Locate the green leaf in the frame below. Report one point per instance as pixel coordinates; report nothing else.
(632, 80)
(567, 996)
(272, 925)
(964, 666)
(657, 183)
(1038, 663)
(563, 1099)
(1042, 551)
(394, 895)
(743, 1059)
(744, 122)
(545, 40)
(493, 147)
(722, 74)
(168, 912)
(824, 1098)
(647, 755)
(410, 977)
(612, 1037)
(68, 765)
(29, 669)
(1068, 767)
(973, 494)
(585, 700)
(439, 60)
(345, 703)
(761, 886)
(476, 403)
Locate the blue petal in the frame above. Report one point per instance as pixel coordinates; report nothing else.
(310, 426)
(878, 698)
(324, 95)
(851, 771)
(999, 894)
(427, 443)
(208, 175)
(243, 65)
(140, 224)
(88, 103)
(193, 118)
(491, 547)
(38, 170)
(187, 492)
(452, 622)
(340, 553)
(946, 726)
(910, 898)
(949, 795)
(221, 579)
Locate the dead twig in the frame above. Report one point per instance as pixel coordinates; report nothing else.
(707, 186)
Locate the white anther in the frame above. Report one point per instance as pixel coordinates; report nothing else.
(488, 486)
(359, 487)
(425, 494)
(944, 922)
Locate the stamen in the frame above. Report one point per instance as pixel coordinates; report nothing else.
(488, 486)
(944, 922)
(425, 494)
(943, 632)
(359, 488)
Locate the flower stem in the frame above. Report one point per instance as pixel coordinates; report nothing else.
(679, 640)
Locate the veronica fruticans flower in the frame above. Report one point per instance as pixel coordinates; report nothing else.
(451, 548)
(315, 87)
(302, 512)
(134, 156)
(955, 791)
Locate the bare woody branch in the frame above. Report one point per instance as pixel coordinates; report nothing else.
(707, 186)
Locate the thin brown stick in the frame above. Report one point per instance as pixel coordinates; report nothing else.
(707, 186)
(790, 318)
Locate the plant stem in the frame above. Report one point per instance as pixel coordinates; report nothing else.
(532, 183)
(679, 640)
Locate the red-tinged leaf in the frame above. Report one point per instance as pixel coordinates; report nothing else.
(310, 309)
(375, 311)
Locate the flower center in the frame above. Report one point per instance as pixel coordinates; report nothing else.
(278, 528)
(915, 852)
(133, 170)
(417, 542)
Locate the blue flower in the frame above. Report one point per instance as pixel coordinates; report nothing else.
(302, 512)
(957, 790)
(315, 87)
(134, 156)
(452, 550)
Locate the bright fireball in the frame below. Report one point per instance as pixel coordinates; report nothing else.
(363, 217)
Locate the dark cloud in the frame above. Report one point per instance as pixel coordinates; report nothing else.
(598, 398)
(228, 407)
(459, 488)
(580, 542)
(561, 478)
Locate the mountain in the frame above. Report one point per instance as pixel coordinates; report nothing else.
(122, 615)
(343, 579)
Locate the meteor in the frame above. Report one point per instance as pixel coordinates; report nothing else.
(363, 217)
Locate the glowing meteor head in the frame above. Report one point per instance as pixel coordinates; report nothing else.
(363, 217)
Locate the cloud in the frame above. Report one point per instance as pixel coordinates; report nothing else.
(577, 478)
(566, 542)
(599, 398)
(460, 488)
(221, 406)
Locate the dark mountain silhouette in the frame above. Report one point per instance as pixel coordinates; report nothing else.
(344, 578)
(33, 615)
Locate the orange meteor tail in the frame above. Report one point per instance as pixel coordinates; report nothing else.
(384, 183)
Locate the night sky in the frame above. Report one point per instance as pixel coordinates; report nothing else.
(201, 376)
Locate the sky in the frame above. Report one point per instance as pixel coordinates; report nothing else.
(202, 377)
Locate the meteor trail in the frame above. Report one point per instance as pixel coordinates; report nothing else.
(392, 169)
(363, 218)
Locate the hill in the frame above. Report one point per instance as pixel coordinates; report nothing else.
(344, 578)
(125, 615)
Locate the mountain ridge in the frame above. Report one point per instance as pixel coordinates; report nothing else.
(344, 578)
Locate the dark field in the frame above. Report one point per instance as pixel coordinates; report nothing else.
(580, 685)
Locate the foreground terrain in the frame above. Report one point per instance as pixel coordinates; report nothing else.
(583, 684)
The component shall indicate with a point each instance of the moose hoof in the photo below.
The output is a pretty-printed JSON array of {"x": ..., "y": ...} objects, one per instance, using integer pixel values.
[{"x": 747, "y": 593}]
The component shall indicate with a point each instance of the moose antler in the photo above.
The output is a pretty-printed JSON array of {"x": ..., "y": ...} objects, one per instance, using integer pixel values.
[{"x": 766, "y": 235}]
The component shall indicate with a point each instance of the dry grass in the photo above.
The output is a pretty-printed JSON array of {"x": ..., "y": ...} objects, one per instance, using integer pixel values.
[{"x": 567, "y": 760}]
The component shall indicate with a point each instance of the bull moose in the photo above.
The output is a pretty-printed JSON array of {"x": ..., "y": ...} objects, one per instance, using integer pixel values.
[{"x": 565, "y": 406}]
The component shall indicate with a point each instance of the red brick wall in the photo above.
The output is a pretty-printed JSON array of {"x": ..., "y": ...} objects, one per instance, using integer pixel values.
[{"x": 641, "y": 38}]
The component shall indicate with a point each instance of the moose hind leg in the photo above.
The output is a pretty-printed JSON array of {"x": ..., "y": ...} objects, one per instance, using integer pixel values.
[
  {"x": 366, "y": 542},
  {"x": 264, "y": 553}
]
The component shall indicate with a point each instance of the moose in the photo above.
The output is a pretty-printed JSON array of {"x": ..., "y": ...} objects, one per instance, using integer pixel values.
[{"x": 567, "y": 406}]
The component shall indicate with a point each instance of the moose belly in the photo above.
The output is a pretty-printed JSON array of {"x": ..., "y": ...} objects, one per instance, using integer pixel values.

......

§ TASK TO CARRY OUT
The whole block of data above should be printed again verbatim.

§ ANSWER BOX
Locate the green leaf in the frame below. Report one point per instance as pixel coordinates; report nothing else.
(632, 80)
(567, 996)
(272, 925)
(964, 666)
(657, 183)
(1038, 663)
(563, 1099)
(1042, 551)
(394, 895)
(743, 1059)
(744, 122)
(545, 40)
(493, 147)
(722, 74)
(168, 912)
(824, 1098)
(647, 755)
(410, 977)
(612, 1037)
(68, 765)
(29, 669)
(1068, 767)
(973, 494)
(585, 700)
(439, 60)
(345, 703)
(761, 886)
(476, 403)
Locate the blue petal in the frame above. Report one point per instance as pixel coordinates; report nothing else.
(310, 426)
(878, 698)
(324, 95)
(851, 771)
(999, 894)
(427, 443)
(208, 175)
(243, 65)
(140, 224)
(88, 103)
(193, 118)
(491, 547)
(38, 170)
(187, 492)
(452, 622)
(340, 553)
(946, 726)
(910, 898)
(949, 795)
(221, 579)
Locate the dead twig in the frame above. Report one point per instance as pixel coordinates; report nothing else.
(707, 186)
Locate the white anther in the frame above. Report one point per instance as pixel coordinates; report nothing else.
(488, 486)
(359, 487)
(425, 494)
(944, 922)
Locate the stamen in the frame above. Report one point per instance as pixel coordinates; report nothing else.
(488, 486)
(944, 922)
(425, 494)
(943, 632)
(359, 488)
Locate the flower stem in the frame above. Report one point per instance as pixel coordinates; report nothing else.
(679, 640)
Locate the veronica fruticans flower in the frame above. Report one point per instance as pixel coordinates; report nothing else.
(451, 548)
(315, 87)
(302, 512)
(134, 156)
(955, 791)
Locate the bare woody branch in the frame above. Report one point per instance as pixel coordinates; report nothing else.
(707, 186)
Locate the thin brown stick in the frame above. Report one point per instance as pixel coordinates; report nothing else.
(707, 186)
(790, 318)
Locate the plant stem in the frame above. Report one point per instance as pixel coordinates; report nothing else.
(532, 183)
(679, 640)
Locate the red-tinged leaf in the frame above. Report one point per instance as pixel coordinates; report nothing else.
(310, 309)
(375, 311)
Locate the flower center in the frame above. Report one point per instance as pixel coordinates; report nothing else.
(278, 528)
(915, 852)
(133, 170)
(417, 542)
Locate the blue flower in the frame above. Report one point per instance as pixel coordinates; report nothing else.
(302, 512)
(957, 790)
(315, 87)
(134, 156)
(452, 550)
Locate the bright fireball in the frame below. Report one point per instance as pixel coordinates; report nothing else.
(363, 217)
Locate the dark cloud in the frame above. Report one point per instance as pixel coordinates; report nothing else.
(598, 398)
(228, 407)
(459, 488)
(580, 542)
(561, 478)
Locate the mountain in the frame above. Report one point per instance as pixel coordinates; report nothing else.
(122, 615)
(343, 579)
Locate the meteor in the frame above. Report one point per instance as pixel coordinates; report nothing else.
(363, 217)
Locate the glowing meteor head in the frame above. Report one point per instance as pixel coordinates; report nothing else.
(363, 217)
Locate the cloud in the frame above. Report one point per instance as pixel coordinates; report nothing else.
(577, 478)
(566, 542)
(599, 398)
(460, 488)
(221, 406)
Locate the dark mountain silhouette in the frame above. Report one point per instance as pixel coordinates; report nothing else.
(344, 578)
(33, 615)
Locate the orange meteor tail in the frame above. Report one point per instance as pixel coordinates; report nothing else.
(384, 183)
Locate the night sky in the frame above. Report one point per instance as pixel coordinates; report nothing else.
(201, 376)
Locate the sky in the frame above. Report one point per instance as pixel coordinates; report nothing else.
(202, 377)
Locate the meteor trail in the frame above. Report one point per instance as pixel coordinates; report nothing else.
(392, 169)
(363, 218)
Locate the hill in the frame above. Report one point per instance as pixel coordinates; report nothing else.
(344, 578)
(125, 615)
Locate the mountain ridge in the frame above. Report one point per instance as pixel coordinates; report nothing else.
(344, 578)
Locate the dark field in the frame above. Report one point per instance as pixel coordinates; report nothing else.
(580, 685)
Locate the foreground terrain in the frame above. Report one point per instance as pixel coordinates; report nothing else.
(583, 684)
The component shall indicate with a point each instance of the moose hoof in the photo below.
The output is a pretty-printed JSON array of {"x": ..., "y": ...} objects, one per instance, using integer pixel values.
[{"x": 747, "y": 593}]
The component shall indicate with a point each instance of the moose antler in the photo above.
The output is a pretty-printed JSON array of {"x": ..., "y": ...} objects, one per instance, using integer pixel values.
[{"x": 766, "y": 235}]
The component shall indicate with a point each instance of the dry grass in the photo above.
The output is a pretty-printed JSON array of {"x": ..., "y": ...} objects, one per instance, using integer pixel values.
[{"x": 567, "y": 760}]
The component shall indicate with a point each instance of the bull moose in the photo above.
The output is a pretty-printed JSON array of {"x": ..., "y": ...} objects, one per instance, using integer pixel values.
[{"x": 565, "y": 406}]
The component shall indicate with a point each instance of the red brick wall in the photo above.
The output is a pretty-printed JSON array of {"x": ..., "y": ...} objects, one per instance, using integer pixel values.
[{"x": 641, "y": 38}]
The component shall indicate with a point each instance of the moose hind leg in the photo above.
The output is a pretty-printed JSON array of {"x": ..., "y": ...} objects, one per instance, using integer pixel values.
[
  {"x": 366, "y": 542},
  {"x": 264, "y": 553}
]
The component shall indicate with a point each instance of the moose in the photo above.
The output is a pretty-printed JSON array of {"x": ..., "y": ...} objects, one per instance, using integer pixel values.
[{"x": 567, "y": 406}]
The component shall indicate with a point each instance of the moose belly in the photo above.
The output is a pretty-printed JSON array of {"x": ..., "y": ...} objects, one per instance, using integer pixel values.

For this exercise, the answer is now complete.